#### Records shown
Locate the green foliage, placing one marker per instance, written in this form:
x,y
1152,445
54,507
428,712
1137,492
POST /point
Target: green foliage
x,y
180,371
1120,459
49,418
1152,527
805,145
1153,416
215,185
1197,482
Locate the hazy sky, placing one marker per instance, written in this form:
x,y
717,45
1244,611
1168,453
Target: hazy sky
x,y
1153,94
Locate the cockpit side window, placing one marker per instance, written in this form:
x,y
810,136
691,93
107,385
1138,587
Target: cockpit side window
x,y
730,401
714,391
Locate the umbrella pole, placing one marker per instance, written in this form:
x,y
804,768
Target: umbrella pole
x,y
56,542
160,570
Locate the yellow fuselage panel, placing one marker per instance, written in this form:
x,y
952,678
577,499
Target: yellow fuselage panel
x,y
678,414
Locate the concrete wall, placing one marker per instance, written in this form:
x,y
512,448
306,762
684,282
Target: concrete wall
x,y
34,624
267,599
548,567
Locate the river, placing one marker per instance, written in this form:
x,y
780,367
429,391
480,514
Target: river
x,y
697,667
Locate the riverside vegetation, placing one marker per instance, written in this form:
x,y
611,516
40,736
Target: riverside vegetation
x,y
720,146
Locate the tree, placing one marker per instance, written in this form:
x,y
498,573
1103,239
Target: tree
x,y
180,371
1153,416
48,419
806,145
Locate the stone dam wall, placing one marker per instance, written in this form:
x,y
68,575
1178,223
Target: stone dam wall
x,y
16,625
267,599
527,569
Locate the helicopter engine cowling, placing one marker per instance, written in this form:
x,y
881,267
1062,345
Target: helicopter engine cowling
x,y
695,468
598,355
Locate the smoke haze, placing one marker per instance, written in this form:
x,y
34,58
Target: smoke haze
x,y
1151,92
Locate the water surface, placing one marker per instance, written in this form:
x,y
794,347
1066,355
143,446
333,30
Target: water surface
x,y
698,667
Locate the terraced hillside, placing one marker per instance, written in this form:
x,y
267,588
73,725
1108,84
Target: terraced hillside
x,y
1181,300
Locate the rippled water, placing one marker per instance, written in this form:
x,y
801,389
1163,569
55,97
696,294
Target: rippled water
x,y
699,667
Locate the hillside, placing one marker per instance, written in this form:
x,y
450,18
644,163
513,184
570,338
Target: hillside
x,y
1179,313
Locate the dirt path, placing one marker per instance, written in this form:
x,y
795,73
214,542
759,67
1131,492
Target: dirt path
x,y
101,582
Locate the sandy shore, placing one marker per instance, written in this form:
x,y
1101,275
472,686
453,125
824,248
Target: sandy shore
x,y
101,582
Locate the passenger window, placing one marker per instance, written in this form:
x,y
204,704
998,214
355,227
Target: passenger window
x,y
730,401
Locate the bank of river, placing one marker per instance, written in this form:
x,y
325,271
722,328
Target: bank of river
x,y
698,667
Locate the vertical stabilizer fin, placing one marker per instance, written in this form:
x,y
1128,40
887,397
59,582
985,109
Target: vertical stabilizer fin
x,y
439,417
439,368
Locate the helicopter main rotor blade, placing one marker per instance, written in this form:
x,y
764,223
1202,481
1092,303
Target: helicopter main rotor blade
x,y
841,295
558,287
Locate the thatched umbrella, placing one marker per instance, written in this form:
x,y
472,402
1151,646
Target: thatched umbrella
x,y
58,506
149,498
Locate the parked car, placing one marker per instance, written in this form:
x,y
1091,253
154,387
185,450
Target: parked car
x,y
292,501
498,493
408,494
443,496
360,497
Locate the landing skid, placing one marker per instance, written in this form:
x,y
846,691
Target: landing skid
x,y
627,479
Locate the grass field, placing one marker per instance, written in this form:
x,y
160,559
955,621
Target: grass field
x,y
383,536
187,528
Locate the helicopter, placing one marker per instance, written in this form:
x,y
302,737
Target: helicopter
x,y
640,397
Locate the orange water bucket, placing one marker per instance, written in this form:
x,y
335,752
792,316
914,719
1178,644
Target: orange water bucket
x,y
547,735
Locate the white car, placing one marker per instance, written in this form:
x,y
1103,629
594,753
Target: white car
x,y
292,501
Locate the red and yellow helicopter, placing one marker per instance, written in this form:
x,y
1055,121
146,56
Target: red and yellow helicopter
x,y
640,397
########
(The exercise): Copy every line of the records above without any change.

(Response to the task):
Locate the green foliage, placing one marker per instance, written in this form:
x,y
1152,445
54,507
428,712
1137,492
POST /point
Target: green foliage
x,y
180,371
1120,459
49,418
1152,527
805,145
1153,416
215,185
1197,482
Locate the hazy sky, placing one marker per instance, written in this form:
x,y
717,45
1244,611
1168,453
Target: hazy sky
x,y
1153,94
Locate the cockpit side window, placing one marker per instance, written in this form:
x,y
810,136
691,93
107,385
1138,587
Target: cockpit side window
x,y
730,401
714,391
Locate the umbrella pole, placing one marker per instance, written in this form:
x,y
804,768
Target: umbrella pole
x,y
56,542
160,570
Locate the yellow fuselage panel, placing one marker per instance, written in this form:
x,y
952,678
577,499
Target: yellow fuselage panel
x,y
678,414
Locate the concrete wall, placing one marker per instance, written in this form:
x,y
512,448
306,762
684,282
Target: concrete wall
x,y
34,624
267,599
548,567
Locate the river, placing one marker per instance, written in this form:
x,y
780,367
429,391
480,514
Target: river
x,y
697,667
Locate the riverside vegetation, placing one marker per instance, written in this form:
x,y
611,516
40,736
Target: riverside vegetation
x,y
720,146
Locate the tree, placing one marker per instance, written in this form:
x,y
498,573
1103,239
Target: tree
x,y
180,371
1153,416
48,419
806,145
Locate the stone dam wall, placing one marker per instance, written in this form:
x,y
68,575
1178,223
Target: stone dam wall
x,y
16,625
267,599
527,569
Locate the helicopter engine cowling, placing one marker per instance, written in this form:
x,y
881,267
1062,345
Target: helicopter engine cowling
x,y
695,468
598,355
Locate the smoke haze, placing one marker per instance, written in this form:
x,y
34,58
Target: smoke haze
x,y
1151,92
Locate the water surface, placing one marker per instance, written in this form:
x,y
794,347
1066,355
143,446
333,30
Target: water surface
x,y
698,667
Locate the terraced hillside, placing one marker per instance, written in this form:
x,y
267,588
73,725
1108,84
Target: terraced hillside
x,y
1181,300
Locate the rippled water, placing one marker per instance, written in this form:
x,y
801,389
1163,569
55,97
696,294
Target: rippled water
x,y
699,667
Locate the hillside, placing one marker per instance, written in this form:
x,y
450,18
644,163
513,184
570,338
Target: hillside
x,y
1179,313
Locate the dirt path, placing one marker per instance, written in this form:
x,y
795,73
214,542
759,67
1131,492
Target: dirt path
x,y
101,582
Locate the sandy shore, placing one marker per instance, written in this form:
x,y
1101,275
472,686
453,125
824,248
Target: sandy shore
x,y
101,582
Locate the passenger window, placing one marker per instance, written in this form:
x,y
204,704
998,214
355,227
Target: passenger window
x,y
730,401
Locate the bank of river, placing one marker per instance, written in this form:
x,y
325,271
722,328
Target: bank of river
x,y
698,667
Locate the vertical stabilizer fin, placing one marker per instance, written in this form:
x,y
1128,40
887,397
59,582
985,109
Target: vertical stabilizer fin
x,y
439,417
439,368
Locate the helicopter main rotor blade, placing one marker per instance, written in this form:
x,y
764,223
1202,481
1092,303
Target: helicopter main rotor blade
x,y
841,295
558,287
Locate the thatched umbrella, placing one marker per instance, written in this form:
x,y
472,402
1151,646
Target: thatched umbrella
x,y
58,506
149,498
Locate the parked car, placing one marker per instance, written in this form:
x,y
1091,253
154,387
185,450
Target: parked car
x,y
292,501
498,493
408,494
443,496
360,497
Locate the landing skid, placing one marker per instance, written in this form:
x,y
846,691
Target: landing skid
x,y
627,479
Locate the grass field, placing one marker per instance, written in this form:
x,y
160,559
955,621
Target: grass field
x,y
383,536
187,528
Locate the helicopter, placing one marker per instance, written in this form:
x,y
302,737
Target: helicopter
x,y
640,397
Locate the orange water bucket, placing one marker per instance, written in this form:
x,y
335,752
792,316
914,719
1178,644
Target: orange water bucket
x,y
547,735
Locate the white car, placing one marker per instance, written in this form:
x,y
1103,629
594,753
Target: white car
x,y
292,501
Locate the red and yellow helicopter, placing one marker per instance, written in this form:
x,y
1055,121
146,56
Target: red and yellow helicopter
x,y
640,397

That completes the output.